**AUFGABENDETAILS**
Bitte schreib den Bericht über den geplanten Drogenkonsumraum in Köln im Anschluss an seinen letzten Satz weiter.

Köln – Der neue Leiter des Gesundheitsamts Johannes Nießen drückt beim Thema offener Drogenkonsum am Neumarkt aufs Tempo. Erst kürzlich wurde bekannt, dass das seit längerem geplante Konsummobil nun kurzfristig schon am 2. Dezember seine Arbeit aufnehmen soll. Um den schnellen Start zu gewährleisten, brach die Stadt sogar überraschend ein Ausschreibungsverfahren ab, mit dem ein Betreiber für das Angebot gefunden werden sollte (der „Kölner Stadt-Anzeiger“ berichtete).
Nun hat Amtsleiter Nießen einen weiteren Vorstoß ins Spiel gebracht: „Wir prüfen derzeit, ob im Innenhof des Gesundheitsamts provisorisch ein stationärer Konsumraum mit acht Plätzen eingerichtet werden kann“, sagte Nießen, der sich am Donnerstag erstmals offiziell der Öffentlichkeit vorstellte.
Das Provisorium könnte ab Anfang 2021 das mobile Angebot mit nur vier Plätzen ablösen – so lange, bis das endgültige Domizil in der heutigen Substitutionsambulanz an der Lungengasse umgebaut ist. Das wird frühestens im Jahr 2022 der Fall sein.
Nießens Vorstoß ist ein erneuter Versuch, eine Zwischenlösung zu etablieren, um möglichst zeitnah einen größeren stationäre Drogenkonsumraum mit Beratung anbieten zu können. Ein erster Versuchsballon, damals von Gesundheitsdezernent Harald Rau, war im Sommer am Widerstand der Ratspolitiker gescheitert. Grund waren vor allem die Kosten in Höhe von 900 000 Euro. Auch der Standort an der Stadtbibliothek war umstritten.
Andere Städte seien beim Thema Drogenkonsumraum wesentlich weiter, sagte Nießen. „Hamburg hat 48 Drogenkonsumplätze, wo Süchtige sicher Heroin nehmen können. Hier gibt es nur drei.“ Er sei etwas verwundert gewesen, dass es trotz zahlreicher Standortprüfungen lange nicht gelungen sei, eine Immobilie für einen Drogenkonsumraum zu finden.

**EXTRAHIERTE INFORMATIONEN**
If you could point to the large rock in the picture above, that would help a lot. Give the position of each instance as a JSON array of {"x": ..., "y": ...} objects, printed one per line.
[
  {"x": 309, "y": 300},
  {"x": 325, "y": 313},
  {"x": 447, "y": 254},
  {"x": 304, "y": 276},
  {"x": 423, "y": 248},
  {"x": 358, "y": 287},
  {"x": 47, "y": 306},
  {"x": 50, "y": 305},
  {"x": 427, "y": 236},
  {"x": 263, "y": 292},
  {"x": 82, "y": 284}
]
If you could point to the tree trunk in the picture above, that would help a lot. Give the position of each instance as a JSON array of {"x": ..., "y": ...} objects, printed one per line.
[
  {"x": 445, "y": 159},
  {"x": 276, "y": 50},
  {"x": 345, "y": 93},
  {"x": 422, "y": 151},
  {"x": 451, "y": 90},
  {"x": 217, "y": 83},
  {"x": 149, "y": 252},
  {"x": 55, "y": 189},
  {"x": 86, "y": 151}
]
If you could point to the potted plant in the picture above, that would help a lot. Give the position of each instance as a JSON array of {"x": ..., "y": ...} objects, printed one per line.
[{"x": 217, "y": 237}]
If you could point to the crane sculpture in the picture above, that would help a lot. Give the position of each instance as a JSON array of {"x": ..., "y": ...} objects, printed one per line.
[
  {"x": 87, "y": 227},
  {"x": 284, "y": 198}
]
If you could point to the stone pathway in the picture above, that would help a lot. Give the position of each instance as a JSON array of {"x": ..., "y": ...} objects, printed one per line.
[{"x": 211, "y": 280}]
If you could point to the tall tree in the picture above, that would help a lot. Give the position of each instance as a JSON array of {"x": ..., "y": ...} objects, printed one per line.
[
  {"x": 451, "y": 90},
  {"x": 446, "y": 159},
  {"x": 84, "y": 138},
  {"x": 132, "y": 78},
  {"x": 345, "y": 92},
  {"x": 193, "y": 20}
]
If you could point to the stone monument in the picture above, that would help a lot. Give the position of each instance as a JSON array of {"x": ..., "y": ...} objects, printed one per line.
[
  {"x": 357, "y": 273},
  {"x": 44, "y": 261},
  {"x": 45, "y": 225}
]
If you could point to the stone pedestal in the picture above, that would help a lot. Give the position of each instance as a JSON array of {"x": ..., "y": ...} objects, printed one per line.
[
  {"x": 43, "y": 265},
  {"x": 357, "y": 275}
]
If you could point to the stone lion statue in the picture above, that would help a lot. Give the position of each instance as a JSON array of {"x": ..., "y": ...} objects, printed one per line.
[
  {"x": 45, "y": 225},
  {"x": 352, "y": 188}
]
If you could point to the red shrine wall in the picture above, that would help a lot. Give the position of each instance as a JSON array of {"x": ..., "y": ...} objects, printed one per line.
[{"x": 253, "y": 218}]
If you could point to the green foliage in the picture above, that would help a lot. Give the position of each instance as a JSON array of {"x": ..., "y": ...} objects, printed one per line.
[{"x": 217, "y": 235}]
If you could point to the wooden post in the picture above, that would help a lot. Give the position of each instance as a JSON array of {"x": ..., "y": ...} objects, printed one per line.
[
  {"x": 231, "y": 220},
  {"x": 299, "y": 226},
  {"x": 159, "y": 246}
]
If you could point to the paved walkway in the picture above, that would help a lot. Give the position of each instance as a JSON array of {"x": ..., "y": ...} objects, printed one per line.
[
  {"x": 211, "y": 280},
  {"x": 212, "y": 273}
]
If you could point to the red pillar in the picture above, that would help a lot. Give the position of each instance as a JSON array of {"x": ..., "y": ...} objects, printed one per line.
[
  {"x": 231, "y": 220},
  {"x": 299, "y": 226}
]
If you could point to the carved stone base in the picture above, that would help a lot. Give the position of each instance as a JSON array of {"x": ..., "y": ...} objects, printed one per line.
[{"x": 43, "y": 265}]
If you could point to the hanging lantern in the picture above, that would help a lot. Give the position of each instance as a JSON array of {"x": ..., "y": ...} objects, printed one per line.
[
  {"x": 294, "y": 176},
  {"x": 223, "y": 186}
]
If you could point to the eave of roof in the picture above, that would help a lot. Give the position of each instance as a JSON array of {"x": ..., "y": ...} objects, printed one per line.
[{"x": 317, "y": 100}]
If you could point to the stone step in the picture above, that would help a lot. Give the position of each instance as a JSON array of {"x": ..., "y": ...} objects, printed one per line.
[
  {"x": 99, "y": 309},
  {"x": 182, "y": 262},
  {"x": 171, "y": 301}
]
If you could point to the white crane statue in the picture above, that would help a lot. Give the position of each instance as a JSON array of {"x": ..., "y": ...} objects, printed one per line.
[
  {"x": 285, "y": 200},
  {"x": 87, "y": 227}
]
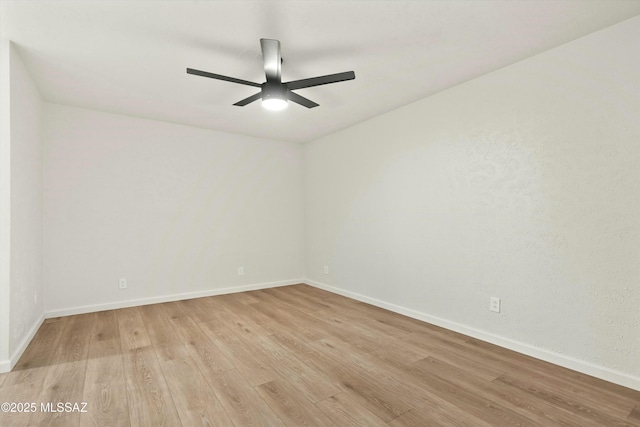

**ERGEBNIS**
Entscheidung im tödlichen Glukose-Fall verteidigt
Anlässlich seiner offiziellen Vorstellung verteidigte Nießen erneut seine Entscheidung, die in den tödlichen Glukose-Fall verstrickte Heilig-Geist-Apotheke sowie zwei weitere Apotheken des selben Besitzers geöffnet zu lassen. Im September waren eine Schwangere und ihr Baby an multiplem Organversagen gestorben, nachdem die Frau eine vergiftete Glukose-Lösung eingenommen hatte, die in der Longericher Apotheke hergestellt worden war.
Zur Person
Johannes Nießen (62) wurde in Leverkusen-Opladen geboren und absolvierte sein Medizinstudium in Aachen und Bonn. Als Aids-Fachkraft war er zunächst in Bonn tätig, bevor er 1995 zum Gesundheitsamt nach Hamburg ging.
Als neuer Leiter des Kölner Gesundheitsamts (seit Juli) will er sich insbesondere um Kinder und Jugendliche kümmern, etwa beim Thema frühes Übergewicht. Die Impfungsraten will er auf 100 Prozent anheben. Er will die wohnortnahe Versorgung psychisch Kranker verbessern und Gesundheitsgespräche für Bürger einführen. (jac)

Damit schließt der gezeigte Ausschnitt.